== Short problem ==
Format the lines below, from the line with "Annotation sprint — target object: feta" up to and including the line with "94,139,156,196", as a JSON list of strings, one string per line, leaving out any blank lines.

[Photo labels with bounding boxes]
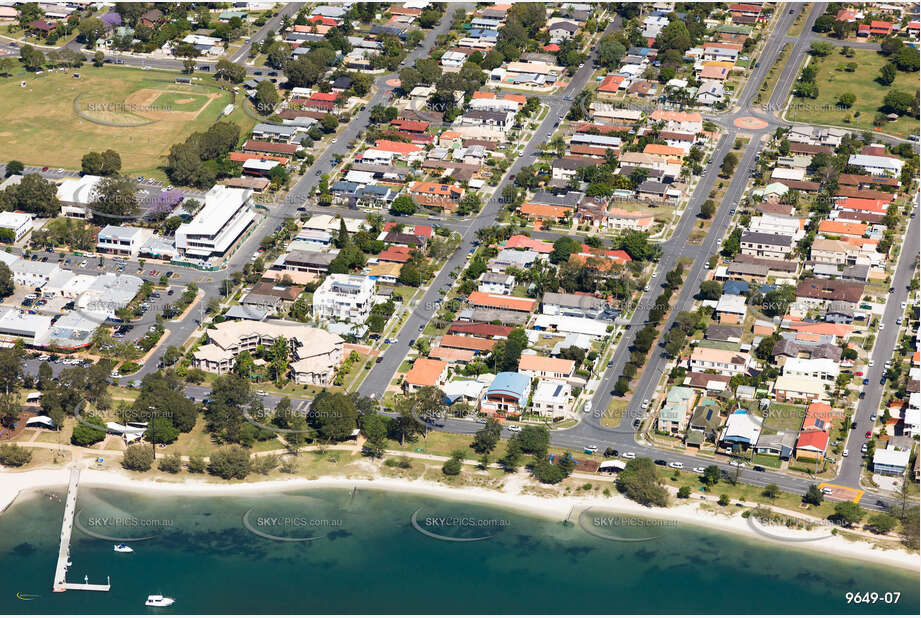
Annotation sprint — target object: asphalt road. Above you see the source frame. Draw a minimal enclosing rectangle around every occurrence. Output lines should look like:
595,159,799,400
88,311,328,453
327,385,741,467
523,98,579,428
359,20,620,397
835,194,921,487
---
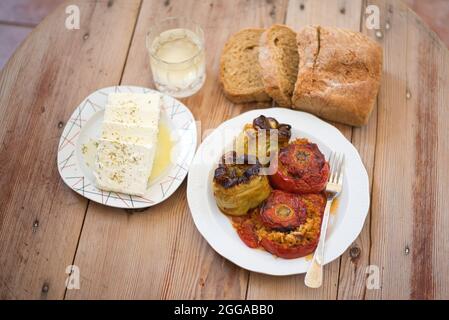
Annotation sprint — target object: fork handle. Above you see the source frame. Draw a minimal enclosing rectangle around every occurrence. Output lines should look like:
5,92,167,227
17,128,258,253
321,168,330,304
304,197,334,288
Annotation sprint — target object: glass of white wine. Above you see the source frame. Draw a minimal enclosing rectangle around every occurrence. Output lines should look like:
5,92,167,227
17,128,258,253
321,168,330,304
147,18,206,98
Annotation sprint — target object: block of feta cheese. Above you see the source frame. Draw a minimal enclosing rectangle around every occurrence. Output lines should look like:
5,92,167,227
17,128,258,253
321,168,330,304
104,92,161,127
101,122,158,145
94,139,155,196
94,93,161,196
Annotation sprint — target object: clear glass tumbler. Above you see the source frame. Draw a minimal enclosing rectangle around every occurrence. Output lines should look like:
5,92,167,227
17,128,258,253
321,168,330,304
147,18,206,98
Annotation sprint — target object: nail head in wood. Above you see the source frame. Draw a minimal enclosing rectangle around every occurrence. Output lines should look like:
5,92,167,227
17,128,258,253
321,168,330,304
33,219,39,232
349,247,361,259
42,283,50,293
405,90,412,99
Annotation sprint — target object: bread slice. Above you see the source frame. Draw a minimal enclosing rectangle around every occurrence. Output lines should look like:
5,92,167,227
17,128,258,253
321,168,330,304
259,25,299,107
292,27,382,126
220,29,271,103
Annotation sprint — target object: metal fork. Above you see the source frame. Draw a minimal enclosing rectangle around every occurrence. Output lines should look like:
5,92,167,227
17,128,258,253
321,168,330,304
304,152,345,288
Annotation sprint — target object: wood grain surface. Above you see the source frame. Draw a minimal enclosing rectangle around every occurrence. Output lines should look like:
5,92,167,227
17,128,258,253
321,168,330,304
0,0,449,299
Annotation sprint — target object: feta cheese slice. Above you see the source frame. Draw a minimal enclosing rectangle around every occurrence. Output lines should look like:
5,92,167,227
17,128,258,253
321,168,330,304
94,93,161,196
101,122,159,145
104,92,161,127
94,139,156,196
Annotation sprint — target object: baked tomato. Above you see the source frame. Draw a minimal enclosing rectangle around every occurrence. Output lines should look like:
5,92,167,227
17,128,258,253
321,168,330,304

== Output for this exercise ==
[
  "Annotation sprint — target object: feta cheese slice. Above you see the source frame. Draw a minimal enclosing rectangle around every occurrence. Output lines should look like:",
  "5,92,167,227",
  "17,128,258,253",
  "321,168,330,304",
  "94,93,161,196",
  "101,122,159,145",
  "104,92,161,127",
  "94,139,156,196"
]